▶ _Exercise task_
Transcribe every line of the records verbatim.

▶ _Supplied material_
———
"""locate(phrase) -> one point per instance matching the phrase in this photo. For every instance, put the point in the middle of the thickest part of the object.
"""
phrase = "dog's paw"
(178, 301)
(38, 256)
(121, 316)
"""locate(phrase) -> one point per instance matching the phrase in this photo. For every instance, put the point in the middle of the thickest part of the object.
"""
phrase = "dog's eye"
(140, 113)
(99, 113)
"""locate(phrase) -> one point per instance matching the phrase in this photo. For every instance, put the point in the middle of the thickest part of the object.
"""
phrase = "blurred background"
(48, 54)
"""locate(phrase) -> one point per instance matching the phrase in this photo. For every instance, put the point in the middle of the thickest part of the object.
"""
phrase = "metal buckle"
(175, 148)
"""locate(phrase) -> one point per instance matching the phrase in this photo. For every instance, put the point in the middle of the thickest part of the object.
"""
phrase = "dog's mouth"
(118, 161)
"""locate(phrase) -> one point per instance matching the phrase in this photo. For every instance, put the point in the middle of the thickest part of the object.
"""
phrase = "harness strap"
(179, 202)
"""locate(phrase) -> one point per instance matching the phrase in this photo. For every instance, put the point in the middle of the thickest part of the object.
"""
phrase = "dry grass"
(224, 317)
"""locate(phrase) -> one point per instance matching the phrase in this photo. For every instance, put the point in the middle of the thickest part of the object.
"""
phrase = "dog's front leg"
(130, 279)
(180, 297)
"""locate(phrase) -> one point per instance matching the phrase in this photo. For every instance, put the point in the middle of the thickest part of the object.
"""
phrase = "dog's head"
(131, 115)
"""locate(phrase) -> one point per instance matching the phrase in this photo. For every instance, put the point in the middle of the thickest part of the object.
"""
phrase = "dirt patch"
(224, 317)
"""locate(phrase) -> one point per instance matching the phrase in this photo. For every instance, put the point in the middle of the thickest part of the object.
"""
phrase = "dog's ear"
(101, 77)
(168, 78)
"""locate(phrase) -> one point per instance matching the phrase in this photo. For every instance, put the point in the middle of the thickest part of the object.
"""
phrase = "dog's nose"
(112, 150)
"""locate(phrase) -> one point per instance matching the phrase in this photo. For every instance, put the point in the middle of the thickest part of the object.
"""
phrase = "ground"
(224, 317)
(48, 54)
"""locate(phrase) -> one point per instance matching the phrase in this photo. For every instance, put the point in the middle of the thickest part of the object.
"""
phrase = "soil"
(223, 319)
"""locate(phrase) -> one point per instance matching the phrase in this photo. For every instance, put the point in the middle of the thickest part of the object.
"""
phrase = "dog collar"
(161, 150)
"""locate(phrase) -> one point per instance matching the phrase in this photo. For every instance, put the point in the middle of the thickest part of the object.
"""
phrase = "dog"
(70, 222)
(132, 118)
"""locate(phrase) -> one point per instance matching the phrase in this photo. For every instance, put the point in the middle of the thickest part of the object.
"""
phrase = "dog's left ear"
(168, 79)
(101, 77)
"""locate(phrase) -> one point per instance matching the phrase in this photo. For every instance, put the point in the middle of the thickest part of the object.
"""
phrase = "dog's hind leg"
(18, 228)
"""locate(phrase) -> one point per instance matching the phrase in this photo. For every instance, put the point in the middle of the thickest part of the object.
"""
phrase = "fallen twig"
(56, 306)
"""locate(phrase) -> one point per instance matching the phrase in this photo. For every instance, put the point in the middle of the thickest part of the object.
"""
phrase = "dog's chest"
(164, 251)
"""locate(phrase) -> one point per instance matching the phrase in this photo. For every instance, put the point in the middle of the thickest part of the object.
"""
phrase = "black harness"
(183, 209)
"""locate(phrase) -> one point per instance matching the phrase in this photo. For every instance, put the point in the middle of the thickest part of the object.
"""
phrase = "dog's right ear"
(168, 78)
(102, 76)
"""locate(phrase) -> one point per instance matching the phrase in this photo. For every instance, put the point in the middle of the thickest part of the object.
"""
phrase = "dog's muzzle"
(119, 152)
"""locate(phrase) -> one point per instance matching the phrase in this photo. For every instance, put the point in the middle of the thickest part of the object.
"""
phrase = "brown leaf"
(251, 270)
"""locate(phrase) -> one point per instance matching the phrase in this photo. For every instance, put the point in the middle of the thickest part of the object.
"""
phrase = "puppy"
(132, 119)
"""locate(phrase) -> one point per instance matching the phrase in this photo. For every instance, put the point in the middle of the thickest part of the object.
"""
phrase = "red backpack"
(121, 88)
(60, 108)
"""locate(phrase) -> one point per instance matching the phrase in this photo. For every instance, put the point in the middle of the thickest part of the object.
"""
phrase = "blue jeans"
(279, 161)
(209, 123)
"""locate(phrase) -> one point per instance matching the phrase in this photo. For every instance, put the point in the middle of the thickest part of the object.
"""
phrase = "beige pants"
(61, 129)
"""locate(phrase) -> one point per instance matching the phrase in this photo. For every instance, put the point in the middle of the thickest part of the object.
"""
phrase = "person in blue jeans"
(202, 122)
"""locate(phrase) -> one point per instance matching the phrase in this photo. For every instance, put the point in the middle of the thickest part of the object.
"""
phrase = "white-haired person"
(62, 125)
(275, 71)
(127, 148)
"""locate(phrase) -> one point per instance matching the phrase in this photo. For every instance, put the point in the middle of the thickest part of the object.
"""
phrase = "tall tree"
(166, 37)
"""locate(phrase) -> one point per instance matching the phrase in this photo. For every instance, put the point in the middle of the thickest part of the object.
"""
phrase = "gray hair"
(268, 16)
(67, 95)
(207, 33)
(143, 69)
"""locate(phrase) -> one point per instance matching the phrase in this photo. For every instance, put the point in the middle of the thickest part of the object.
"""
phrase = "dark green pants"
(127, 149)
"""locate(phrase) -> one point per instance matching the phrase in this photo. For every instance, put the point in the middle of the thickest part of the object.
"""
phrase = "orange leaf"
———
▶ _Correct response_
"""locate(phrase) -> one point per instance matching the phrase in this photo. For every instance, put the point in the middle of the thickest part of the object.
"""
phrase = "dog's paw"
(178, 301)
(38, 256)
(121, 316)
"""locate(phrase) -> one point per instance matching the phrase in this photo. For every instance, put the point in the middle of the thickest part of the object.
"""
phrase = "dog's eye"
(140, 113)
(99, 113)
"""locate(phrase) -> one point per instance matching the phrase in this photo. For every instance, put the point in the middle of the thickest part of the object.
"""
phrase = "blurred background"
(48, 54)
"""locate(phrase) -> one point per instance matching the phrase in this photo. For every instance, put the point in the middle of the thickest part of the object.
"""
phrase = "metal buckle"
(175, 148)
"""locate(phrase) -> one point per instance matching the phrase in this photo. For every instance, put the point in the middle of the thickest part of the object.
"""
phrase = "dog's mouth"
(118, 161)
"""locate(phrase) -> one point per instance matching the phrase in this photo. For every instance, put the point in the middle of the thickest part of the object.
"""
phrase = "harness strap"
(179, 202)
"""locate(phrase) -> one point per instance matching the phrase in this photo. For every instance, put the point in the middle of the thickest part of the object.
"""
phrase = "dry grass"
(224, 317)
"""locate(phrase) -> one point per instance matching the phrase in this photo. For every instance, put the point in the middle of the thickest part of the object.
"""
phrase = "dog's front leg"
(130, 279)
(180, 297)
"""locate(phrase) -> one point per instance matching the phrase in this photo. For every instance, put the point in the middle of the thickest part of the object.
"""
phrase = "dog's head"
(131, 115)
"""locate(phrase) -> one point per instance matching the phrase in this photo. For every instance, put the point in the middle of the thickest part of the object.
"""
phrase = "dirt patch"
(224, 317)
"""locate(phrase) -> one point per instance matching the phrase in this photo. For every instance, put the point in the middle of the thickest part of the object.
"""
phrase = "dog's ear"
(101, 77)
(168, 78)
"""locate(phrase) -> one point per instance matching the phrase in this photo. For every instance, put the point in the middle of the thickest part of the object.
"""
phrase = "dog's nose"
(112, 150)
"""locate(phrase) -> one point per instance matching the phrase in this photo. For every instance, put the point in the middle of the thickest part of the object.
"""
phrase = "ground"
(224, 317)
(48, 54)
"""locate(phrase) -> one point per instance matching the phrase in this photo. For every instance, put the point in the middle of the thickest part of the object.
"""
phrase = "soil"
(223, 319)
"""locate(phrase) -> one point per instance matching the phrase in this photo. For every instance, put the point in the middle of the thickest part of the object.
"""
phrase = "dog collar"
(161, 150)
"""locate(phrase) -> one point per instance matching the phrase in this photo. For every instance, put the point in the middle of the thickest part of the object.
"""
phrase = "dog"
(70, 222)
(132, 118)
"""locate(phrase) -> one point per instance matching the phrase in this photo. For every instance, put the point in the middle of the thickest part of the object.
"""
phrase = "dog's left ear"
(168, 79)
(101, 77)
"""locate(phrase) -> one point per instance matching the phrase in this photo. For every instance, put the point in the middle of the thickest part of the object.
"""
phrase = "dog's hind leg"
(18, 228)
"""locate(phrase) -> one point per instance matching the phrase in this photo. For every instance, put the point in the middle of the thickest part of the object.
"""
phrase = "fallen twig"
(56, 306)
"""locate(phrase) -> one point per instance matching the phrase in this photo. For every instance, put the point in the middle of the thickest part of the object.
"""
phrase = "dog's chest"
(164, 251)
"""locate(phrase) -> one point per instance matching the phrase in this photo. For every instance, put the point in the middle of the thickest part of the object.
"""
phrase = "black harness"
(183, 209)
"""locate(phrase) -> one point per instance matching the phrase in this photo. For every instance, put the point in the middle of the thickest part of the object.
"""
phrase = "dog's right ear"
(168, 78)
(102, 76)
"""locate(phrase) -> one point per instance matching the phrase in this photo. For every instance, put the point in the middle of the thickest part of the object.
"""
phrase = "dog's muzzle"
(119, 152)
"""locate(phrase) -> one point per instance matching the phrase in this photo. For every instance, put the point in the middle of the thickest part of the object.
"""
phrase = "brown leaf"
(251, 270)
"""locate(phrase) -> one point per instance matching the phrase in this photo. For every instance, put the point in the middle of the thickest part of the object.
"""
phrase = "puppy"
(132, 119)
"""locate(phrase) -> one point per instance matching the phrase in this photo. For every instance, put the point in the middle of the thickest part of the object.
"""
phrase = "red backpack"
(121, 88)
(60, 108)
"""locate(phrase) -> one point per instance matching the phrase in this photo. For every instance, put the point in the middle of the thickest part of the object.
"""
phrase = "blue jeans"
(279, 161)
(209, 123)
"""locate(phrase) -> one point per instance matching the phrase in this photo. For every instance, put the point in the middle of the thickest part of the object.
"""
phrase = "beige pants"
(61, 129)
"""locate(phrase) -> one point per instance matching the phrase in this photo. For every instance, put the point in the middle of the thickest part of the object.
"""
phrase = "person in blue jeans"
(202, 122)
"""locate(phrase) -> one point per instance matching the phrase in this photo. For every instance, put the point in the middle of the thickest part of the object.
"""
phrase = "white-haired person"
(62, 125)
(275, 71)
(127, 148)
"""locate(phrase) -> one point per instance matching the phrase in this photo. For every instance, put the point in the middle of the thickest part of the object.
"""
phrase = "tall tree"
(166, 37)
"""locate(phrase) -> one point per instance matching the phrase in this photo. For every instance, put the point in the middle of the thickest part of the object.
"""
phrase = "gray hair"
(268, 16)
(67, 95)
(207, 33)
(143, 69)
"""locate(phrase) -> one point per instance matching the phrase in this photo. For every instance, put the point in the middle of the thickest part of the object.
"""
phrase = "dark green pants"
(127, 149)
"""locate(phrase) -> one point per instance matching the phrase in this photo. For every instance, put the point in the middle of the thickest part of the object.
"""
phrase = "orange leaf"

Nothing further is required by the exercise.